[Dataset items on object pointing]
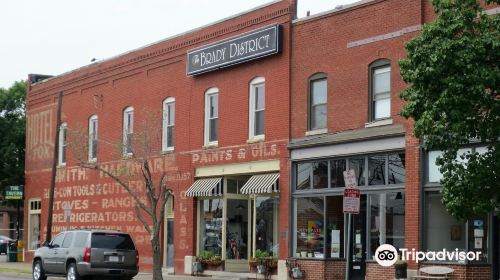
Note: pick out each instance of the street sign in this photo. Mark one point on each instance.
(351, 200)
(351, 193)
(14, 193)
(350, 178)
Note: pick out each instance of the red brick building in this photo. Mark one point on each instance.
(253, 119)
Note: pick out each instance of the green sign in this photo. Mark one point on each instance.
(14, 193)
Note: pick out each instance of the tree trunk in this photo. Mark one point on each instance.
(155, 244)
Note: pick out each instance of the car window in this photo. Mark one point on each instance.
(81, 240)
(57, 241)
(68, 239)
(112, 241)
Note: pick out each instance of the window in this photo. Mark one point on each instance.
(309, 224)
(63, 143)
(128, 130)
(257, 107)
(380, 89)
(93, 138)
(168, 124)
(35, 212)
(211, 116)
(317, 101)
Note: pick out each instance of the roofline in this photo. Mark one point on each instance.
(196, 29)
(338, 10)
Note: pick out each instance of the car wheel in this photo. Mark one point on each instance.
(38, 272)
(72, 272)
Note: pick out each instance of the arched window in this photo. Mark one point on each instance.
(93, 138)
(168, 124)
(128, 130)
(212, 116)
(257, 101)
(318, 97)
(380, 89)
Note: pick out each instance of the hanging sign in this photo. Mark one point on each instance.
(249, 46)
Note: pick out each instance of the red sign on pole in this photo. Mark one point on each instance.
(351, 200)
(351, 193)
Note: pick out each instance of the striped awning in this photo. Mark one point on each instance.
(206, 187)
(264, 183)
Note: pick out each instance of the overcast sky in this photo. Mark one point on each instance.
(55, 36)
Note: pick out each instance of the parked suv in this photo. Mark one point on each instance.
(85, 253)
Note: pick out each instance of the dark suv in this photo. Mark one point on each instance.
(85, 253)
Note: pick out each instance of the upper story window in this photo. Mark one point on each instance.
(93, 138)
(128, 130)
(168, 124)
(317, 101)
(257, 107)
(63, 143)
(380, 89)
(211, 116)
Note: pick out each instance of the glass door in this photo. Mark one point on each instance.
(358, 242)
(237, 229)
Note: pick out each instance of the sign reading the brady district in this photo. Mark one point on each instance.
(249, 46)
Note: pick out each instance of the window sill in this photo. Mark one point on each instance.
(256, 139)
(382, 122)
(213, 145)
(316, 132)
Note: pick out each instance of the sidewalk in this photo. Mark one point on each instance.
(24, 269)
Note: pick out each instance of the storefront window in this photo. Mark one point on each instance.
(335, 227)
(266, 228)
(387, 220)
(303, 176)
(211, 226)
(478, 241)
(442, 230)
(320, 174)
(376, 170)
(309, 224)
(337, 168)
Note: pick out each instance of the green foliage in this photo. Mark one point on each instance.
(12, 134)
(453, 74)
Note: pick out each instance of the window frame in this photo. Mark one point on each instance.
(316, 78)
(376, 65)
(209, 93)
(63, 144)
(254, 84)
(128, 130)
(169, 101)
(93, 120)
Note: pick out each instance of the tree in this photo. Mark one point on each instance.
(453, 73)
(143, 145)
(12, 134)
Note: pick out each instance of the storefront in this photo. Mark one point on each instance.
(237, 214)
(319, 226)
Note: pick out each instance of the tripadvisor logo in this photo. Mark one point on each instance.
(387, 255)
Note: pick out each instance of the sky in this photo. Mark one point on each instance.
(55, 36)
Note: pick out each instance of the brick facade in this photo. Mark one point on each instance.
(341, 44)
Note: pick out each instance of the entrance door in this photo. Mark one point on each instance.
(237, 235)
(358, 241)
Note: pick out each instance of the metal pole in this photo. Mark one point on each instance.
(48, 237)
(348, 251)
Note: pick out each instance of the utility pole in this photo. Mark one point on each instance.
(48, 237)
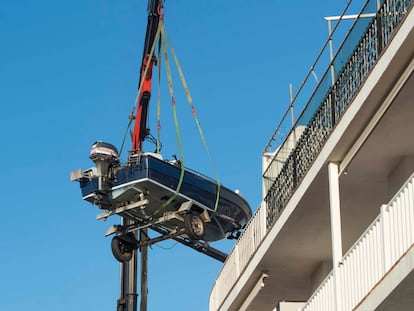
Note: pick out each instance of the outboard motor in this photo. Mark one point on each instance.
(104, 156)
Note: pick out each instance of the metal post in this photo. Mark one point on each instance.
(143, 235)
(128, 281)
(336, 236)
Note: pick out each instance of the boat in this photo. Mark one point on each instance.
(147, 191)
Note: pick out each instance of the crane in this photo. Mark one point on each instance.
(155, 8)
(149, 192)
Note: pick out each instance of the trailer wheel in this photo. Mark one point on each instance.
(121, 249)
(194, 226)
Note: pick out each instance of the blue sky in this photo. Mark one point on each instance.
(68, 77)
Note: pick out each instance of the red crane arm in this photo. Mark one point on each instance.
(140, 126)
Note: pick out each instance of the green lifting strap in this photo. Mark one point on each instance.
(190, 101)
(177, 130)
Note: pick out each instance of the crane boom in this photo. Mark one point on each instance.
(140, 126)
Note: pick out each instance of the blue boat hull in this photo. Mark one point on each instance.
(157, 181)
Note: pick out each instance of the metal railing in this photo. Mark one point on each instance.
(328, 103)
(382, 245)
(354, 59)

[Directive]
Rewrite the part of the items that opens with the line containing "Note: pick out each instance of the trailer" and runs through the end of the items, changing "crane boom" to "crane jib" and leaving everything else unchanged.

[Task solution]
Note: pick out each instance of the trailer wheel in this photo. Mark one point on each instance.
(121, 249)
(194, 226)
Note: pick out each instance of the blue sky in this photo. Mark one point on each instance.
(68, 77)
Note: pick out each instance of the red crane arm in this photo. Mark one point on each instance.
(140, 126)
Note: pick out each instance of the green lifting strap in this photo. Mark one point on each instance.
(190, 101)
(177, 130)
Note: pick out each instance of the crane jib in this photo. Mark one point on each instance.
(140, 126)
Note: pick out each instance of the blue boat hull in this photo. Mark one point on each instance.
(157, 181)
Note: pick out each instance of the metal railing in this photo. Mark one point on each instance.
(328, 103)
(382, 245)
(354, 59)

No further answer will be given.